## The problem
Copy the lines of the listing verbatim, from the line containing "TARGET = shirt collar" through the last line of the listing, both ends included.
%%
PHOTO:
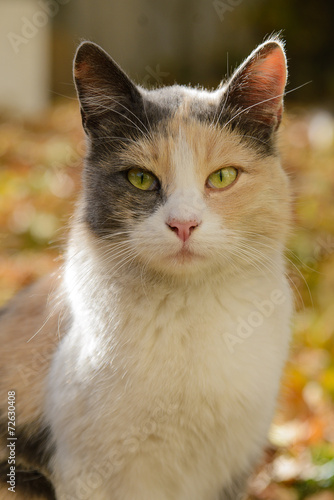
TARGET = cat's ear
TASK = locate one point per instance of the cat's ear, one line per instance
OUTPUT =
(102, 86)
(255, 91)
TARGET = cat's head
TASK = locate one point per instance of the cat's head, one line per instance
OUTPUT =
(184, 180)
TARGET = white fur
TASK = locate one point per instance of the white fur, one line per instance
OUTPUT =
(164, 408)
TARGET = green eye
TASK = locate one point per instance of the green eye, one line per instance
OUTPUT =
(142, 179)
(222, 177)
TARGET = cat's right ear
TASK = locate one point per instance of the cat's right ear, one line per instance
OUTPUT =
(102, 86)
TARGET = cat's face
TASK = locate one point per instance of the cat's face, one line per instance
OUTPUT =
(184, 180)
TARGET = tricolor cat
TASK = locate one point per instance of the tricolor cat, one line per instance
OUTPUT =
(161, 341)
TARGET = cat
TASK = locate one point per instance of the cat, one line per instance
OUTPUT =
(148, 367)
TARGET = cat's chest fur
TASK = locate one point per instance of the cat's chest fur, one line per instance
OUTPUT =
(167, 388)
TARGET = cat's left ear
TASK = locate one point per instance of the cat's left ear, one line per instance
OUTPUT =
(255, 91)
(102, 86)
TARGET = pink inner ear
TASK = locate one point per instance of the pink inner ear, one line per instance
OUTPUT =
(271, 73)
(265, 78)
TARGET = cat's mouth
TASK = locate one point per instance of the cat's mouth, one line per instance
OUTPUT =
(185, 255)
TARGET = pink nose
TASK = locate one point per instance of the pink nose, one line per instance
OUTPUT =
(182, 229)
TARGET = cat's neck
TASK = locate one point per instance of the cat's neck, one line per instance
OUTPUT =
(98, 290)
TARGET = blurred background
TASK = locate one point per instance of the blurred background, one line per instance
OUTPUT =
(186, 41)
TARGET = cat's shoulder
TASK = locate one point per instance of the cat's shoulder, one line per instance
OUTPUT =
(31, 326)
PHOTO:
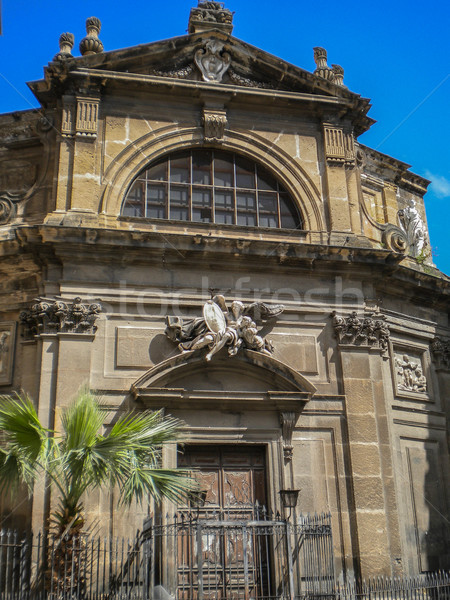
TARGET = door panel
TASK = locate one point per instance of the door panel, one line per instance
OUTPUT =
(231, 562)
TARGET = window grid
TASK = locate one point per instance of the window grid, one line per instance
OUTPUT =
(163, 197)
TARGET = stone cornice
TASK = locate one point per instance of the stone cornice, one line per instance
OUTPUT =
(400, 276)
(398, 171)
(191, 89)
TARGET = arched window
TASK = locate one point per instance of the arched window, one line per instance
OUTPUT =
(211, 186)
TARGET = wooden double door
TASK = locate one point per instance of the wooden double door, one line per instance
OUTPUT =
(232, 477)
(224, 556)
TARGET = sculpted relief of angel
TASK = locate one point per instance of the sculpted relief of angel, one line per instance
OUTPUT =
(220, 327)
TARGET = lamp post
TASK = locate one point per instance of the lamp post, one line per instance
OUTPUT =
(197, 500)
(289, 499)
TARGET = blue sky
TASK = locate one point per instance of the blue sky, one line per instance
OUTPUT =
(397, 53)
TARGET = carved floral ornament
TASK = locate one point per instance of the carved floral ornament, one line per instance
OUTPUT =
(220, 327)
(54, 316)
(371, 330)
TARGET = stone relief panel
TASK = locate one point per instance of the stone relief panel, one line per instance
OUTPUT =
(409, 374)
(7, 346)
(54, 316)
(367, 330)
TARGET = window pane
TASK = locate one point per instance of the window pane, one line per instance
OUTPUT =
(179, 169)
(266, 181)
(156, 201)
(158, 172)
(179, 202)
(223, 170)
(288, 212)
(224, 208)
(201, 168)
(246, 209)
(201, 205)
(245, 173)
(232, 180)
(268, 210)
(134, 203)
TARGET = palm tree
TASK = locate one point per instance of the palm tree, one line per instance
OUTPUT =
(80, 458)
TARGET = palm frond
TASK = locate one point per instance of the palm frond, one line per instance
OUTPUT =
(20, 425)
(25, 440)
(174, 484)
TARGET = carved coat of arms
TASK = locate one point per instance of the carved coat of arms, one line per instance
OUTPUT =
(212, 62)
(220, 327)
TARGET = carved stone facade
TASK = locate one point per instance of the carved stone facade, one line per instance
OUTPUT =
(193, 225)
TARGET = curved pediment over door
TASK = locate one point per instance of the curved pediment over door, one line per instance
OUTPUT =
(249, 381)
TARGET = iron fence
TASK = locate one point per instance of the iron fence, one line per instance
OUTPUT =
(197, 557)
(430, 586)
(256, 556)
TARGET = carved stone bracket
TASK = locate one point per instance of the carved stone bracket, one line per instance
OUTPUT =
(214, 122)
(87, 117)
(287, 422)
(68, 116)
(440, 352)
(414, 228)
(80, 117)
(339, 145)
(52, 316)
(395, 239)
(371, 330)
(7, 345)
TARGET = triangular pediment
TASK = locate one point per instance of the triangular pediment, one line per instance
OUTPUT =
(211, 59)
(176, 58)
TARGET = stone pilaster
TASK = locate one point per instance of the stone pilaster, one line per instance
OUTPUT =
(375, 526)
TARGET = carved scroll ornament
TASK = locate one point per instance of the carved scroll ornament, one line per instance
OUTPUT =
(52, 316)
(7, 344)
(369, 330)
(214, 122)
(287, 422)
(220, 327)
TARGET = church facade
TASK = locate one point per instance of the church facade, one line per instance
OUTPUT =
(193, 225)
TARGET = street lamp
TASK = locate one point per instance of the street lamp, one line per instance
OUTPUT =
(289, 499)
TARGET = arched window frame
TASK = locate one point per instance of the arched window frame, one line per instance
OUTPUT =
(211, 186)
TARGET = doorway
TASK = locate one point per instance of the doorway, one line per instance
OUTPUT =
(226, 553)
(232, 478)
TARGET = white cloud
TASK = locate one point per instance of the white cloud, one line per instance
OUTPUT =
(439, 185)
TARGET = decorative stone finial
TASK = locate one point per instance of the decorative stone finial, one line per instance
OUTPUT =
(338, 75)
(91, 44)
(66, 41)
(322, 68)
(210, 15)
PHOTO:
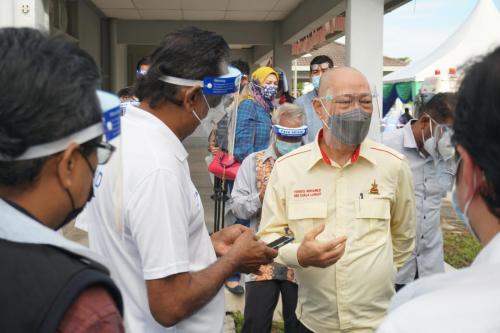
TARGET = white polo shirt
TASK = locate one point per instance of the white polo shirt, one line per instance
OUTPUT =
(465, 300)
(164, 230)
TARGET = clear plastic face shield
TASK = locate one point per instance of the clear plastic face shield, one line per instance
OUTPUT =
(109, 128)
(348, 117)
(287, 139)
(220, 94)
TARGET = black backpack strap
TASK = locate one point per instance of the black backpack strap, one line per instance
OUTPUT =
(94, 274)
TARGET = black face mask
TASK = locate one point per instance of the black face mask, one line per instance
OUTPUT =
(76, 211)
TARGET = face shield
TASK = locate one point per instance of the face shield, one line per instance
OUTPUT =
(220, 94)
(348, 117)
(109, 128)
(287, 139)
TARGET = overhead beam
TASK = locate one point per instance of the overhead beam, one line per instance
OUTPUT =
(261, 53)
(309, 15)
(234, 32)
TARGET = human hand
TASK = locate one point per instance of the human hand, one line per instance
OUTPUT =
(224, 238)
(261, 194)
(248, 253)
(315, 253)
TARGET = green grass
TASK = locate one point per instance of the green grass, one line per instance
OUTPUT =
(278, 327)
(460, 248)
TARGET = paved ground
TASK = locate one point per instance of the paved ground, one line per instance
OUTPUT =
(197, 153)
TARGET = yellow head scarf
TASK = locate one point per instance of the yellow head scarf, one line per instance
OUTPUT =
(262, 73)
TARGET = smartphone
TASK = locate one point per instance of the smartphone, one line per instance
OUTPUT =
(280, 242)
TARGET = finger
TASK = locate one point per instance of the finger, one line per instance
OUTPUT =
(311, 235)
(240, 227)
(270, 252)
(249, 234)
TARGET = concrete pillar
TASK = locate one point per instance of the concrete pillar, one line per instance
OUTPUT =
(118, 55)
(24, 13)
(282, 55)
(364, 49)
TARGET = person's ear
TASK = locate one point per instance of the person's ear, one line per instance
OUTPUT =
(192, 98)
(424, 121)
(66, 165)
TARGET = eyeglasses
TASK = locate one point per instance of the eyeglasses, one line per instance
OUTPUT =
(104, 151)
(348, 101)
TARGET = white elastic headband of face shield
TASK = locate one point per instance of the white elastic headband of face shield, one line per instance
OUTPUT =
(232, 73)
(82, 136)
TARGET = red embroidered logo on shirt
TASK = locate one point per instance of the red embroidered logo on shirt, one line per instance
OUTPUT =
(306, 193)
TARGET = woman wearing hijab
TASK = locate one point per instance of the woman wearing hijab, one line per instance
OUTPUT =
(253, 124)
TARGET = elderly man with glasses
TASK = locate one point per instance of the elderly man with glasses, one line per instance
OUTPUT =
(349, 203)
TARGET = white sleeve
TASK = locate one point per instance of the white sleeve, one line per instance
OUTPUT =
(158, 218)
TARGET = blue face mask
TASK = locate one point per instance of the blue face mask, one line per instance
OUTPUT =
(284, 147)
(269, 91)
(315, 81)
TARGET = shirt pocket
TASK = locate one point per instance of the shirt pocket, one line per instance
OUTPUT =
(301, 216)
(372, 220)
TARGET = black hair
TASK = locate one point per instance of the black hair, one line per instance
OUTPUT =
(48, 90)
(126, 92)
(144, 61)
(242, 66)
(189, 53)
(321, 59)
(477, 123)
(440, 107)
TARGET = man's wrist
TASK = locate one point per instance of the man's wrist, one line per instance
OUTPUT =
(229, 261)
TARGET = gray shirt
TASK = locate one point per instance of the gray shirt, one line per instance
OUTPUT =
(427, 256)
(245, 202)
(313, 122)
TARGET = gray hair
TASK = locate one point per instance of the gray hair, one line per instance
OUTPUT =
(289, 111)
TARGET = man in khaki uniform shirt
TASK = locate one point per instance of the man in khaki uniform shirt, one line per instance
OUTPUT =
(350, 205)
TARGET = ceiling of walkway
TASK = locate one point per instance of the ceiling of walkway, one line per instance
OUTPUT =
(198, 10)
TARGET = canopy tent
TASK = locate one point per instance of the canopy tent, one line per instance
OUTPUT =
(479, 34)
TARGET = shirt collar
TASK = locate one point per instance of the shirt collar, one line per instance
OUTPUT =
(408, 137)
(317, 154)
(19, 227)
(176, 145)
(270, 153)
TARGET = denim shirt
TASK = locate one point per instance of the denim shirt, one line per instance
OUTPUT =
%%
## Solution for this exercise
TARGET = shirt collar
TASK = locate one point per instance of the shirt collar, one line per instance
OUTPUT =
(408, 137)
(317, 154)
(19, 227)
(176, 145)
(270, 153)
TARGET = denim shirt
TASK = locate one point per instance of the denim shirt, one line per instance
OUTPUT =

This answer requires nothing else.